(PAGE EXTRACT)
[you can learn a lot of things from the flowers]
The CTA was like a time warp tonight. Usually it takes me years to get nowhere special but tonight, didn't it come through to bring me home? Yes, yes it did. I got here is 17 minutes, barely having time to pick up my newspaper. Sometimes time is funny like that, of course, making you feel like you've been somewhere an hour, when really you've been there for 10 seconds. Tonight it was vice versa, thanks be.
I, of course, didn't want to spend my extra time rationally, by going straight home and being there, all tucked in and warm at the Manor. No, I decided to go hunting for an open liquor store or, failing that, some doughnuts from the White Hen. I think you know what I got.
As I was leaving the Hen a woman came towards me:
"Can you spare any..."
Interrupts, "No, I definitely just spent my change."
Speaks through my rudeness, "cigarettes?"
"Yes, actually, I can spare that."
"If you'd spare me two, I'd pray for you."
This reminds me immediately of the time that Hunter asked me if I'd give him a massage and I said no, but I'll pray for you. This makes me smile. I hand out two cigarettes.
"You... man. You know, sometimes I might talk a little crazy, but when I get real quiet." Pause.
"You need a light?"
"Yeah, sure, honey, thanks."
She cupped her hands around my right, which held the lighter, to block the wind and rain. I lit one for myself. She told me the story of her night, and just how she got to the neighborhood which, it seemed later, we share. Apparently she sat down on a porch to avoid the rain. I can't blame her, since the rain tonight is the worst kind, the kind that doesn't pour, it doesn't slant, it just steadily reaches in with wet fingers to all the places you thought you had covered when you bundled up earlier to block it. On top of that, it's windy, so the rain isn't coming one way or another, it's the kind of windy splatter that comes up under the umbrella and catches it, turns it inside out, and makes you feel like a fool for trying to best Mother Nature in the first place.

(WHAT THE TASK ASKS) Quote, word for word, the stretch of the rainy-night CTA post that starts with the words "As I was leaving" and runs through "out two cigarettes.".

(INFORMATION)
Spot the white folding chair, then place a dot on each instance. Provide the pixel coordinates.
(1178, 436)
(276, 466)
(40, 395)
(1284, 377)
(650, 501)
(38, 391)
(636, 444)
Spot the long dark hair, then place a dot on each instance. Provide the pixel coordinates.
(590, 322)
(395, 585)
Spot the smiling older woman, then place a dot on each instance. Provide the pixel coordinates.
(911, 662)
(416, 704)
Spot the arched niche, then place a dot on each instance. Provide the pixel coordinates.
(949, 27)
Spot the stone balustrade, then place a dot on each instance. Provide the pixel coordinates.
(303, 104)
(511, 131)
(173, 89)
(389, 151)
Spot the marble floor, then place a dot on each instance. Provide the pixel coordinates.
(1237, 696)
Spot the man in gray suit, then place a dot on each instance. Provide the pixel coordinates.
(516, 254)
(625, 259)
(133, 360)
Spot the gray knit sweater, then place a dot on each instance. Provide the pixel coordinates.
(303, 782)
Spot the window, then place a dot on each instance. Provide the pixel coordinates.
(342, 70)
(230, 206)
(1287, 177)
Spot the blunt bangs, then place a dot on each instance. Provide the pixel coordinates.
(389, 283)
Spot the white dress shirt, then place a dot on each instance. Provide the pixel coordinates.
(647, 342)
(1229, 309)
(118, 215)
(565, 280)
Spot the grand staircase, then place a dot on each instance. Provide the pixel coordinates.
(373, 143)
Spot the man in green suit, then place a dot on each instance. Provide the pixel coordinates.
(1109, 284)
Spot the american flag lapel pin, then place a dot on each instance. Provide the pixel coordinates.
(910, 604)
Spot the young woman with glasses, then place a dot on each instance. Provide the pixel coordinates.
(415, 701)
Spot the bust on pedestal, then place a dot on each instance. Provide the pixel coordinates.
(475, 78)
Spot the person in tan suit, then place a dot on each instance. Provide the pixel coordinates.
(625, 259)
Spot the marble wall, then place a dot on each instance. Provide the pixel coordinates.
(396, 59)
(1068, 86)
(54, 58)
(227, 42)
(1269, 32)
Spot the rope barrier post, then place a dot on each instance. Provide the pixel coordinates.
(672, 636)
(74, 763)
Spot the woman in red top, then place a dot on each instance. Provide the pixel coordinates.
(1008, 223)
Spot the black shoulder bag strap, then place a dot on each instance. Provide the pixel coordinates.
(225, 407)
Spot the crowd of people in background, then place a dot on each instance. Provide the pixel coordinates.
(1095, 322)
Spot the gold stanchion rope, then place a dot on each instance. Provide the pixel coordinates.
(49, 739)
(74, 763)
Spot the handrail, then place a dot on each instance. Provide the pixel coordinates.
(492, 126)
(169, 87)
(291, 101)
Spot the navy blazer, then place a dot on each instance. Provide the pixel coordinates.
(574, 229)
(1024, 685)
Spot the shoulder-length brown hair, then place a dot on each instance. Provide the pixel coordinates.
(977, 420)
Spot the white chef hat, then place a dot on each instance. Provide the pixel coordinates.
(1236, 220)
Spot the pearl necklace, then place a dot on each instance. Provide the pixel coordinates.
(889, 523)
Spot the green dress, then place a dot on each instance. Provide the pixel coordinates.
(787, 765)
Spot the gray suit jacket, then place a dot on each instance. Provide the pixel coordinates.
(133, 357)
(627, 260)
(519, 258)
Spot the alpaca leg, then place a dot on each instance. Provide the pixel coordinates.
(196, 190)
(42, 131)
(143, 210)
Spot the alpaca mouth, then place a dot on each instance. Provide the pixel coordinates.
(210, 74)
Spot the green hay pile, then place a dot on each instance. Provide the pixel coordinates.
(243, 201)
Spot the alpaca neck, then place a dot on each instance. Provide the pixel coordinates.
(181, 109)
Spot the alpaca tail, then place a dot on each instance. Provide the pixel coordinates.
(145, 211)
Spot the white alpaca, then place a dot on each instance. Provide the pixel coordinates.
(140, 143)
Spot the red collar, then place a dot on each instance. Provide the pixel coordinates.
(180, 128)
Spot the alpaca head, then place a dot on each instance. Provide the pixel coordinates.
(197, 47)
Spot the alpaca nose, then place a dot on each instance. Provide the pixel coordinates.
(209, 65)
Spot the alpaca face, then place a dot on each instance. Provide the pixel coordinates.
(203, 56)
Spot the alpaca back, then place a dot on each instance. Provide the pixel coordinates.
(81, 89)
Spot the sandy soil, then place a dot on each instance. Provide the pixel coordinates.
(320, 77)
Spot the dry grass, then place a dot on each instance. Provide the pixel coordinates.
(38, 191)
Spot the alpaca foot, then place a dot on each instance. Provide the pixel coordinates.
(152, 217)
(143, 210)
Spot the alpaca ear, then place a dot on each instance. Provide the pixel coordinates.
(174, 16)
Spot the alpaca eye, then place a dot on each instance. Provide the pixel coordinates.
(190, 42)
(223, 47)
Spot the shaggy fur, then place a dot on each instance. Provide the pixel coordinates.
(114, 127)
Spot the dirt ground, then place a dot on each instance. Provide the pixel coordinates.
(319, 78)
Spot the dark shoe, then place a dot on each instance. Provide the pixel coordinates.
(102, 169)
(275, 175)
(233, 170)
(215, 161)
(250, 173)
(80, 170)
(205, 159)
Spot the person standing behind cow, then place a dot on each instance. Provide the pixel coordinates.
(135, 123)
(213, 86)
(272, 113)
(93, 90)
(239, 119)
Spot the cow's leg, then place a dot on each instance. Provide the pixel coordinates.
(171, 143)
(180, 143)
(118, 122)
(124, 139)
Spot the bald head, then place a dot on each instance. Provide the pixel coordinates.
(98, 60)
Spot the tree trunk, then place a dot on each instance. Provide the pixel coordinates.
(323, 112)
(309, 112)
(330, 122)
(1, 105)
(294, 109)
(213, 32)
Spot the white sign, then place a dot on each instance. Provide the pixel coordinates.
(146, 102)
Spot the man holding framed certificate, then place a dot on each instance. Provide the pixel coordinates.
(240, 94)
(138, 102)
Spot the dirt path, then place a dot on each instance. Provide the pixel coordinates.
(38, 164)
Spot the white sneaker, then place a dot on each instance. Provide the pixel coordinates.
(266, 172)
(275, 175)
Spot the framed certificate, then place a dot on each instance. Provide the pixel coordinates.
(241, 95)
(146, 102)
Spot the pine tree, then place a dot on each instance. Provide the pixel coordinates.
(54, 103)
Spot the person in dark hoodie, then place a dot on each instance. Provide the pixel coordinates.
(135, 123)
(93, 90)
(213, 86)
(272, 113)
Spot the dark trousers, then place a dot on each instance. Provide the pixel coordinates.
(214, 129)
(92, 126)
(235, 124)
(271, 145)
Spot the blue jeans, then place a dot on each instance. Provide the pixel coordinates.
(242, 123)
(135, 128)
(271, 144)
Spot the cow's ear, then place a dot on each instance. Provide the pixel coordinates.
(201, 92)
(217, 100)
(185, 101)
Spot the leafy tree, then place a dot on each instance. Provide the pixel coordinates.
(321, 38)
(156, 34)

(REPLY)
As I was leaving the Hen a woman came towards me:
"Can you spare any..."
Interrupts, "No, I definitely just spent my change."
Speaks through my rudeness, "cigarettes?"
"Yes, actually, I can spare that."
"If you'd spare me two, I'd pray for you."
This reminds me immediately of the time that Hunter asked me if I'd give him a massage and I said no, but I'll pray for you. This makes me smile. I hand out two cigarettes.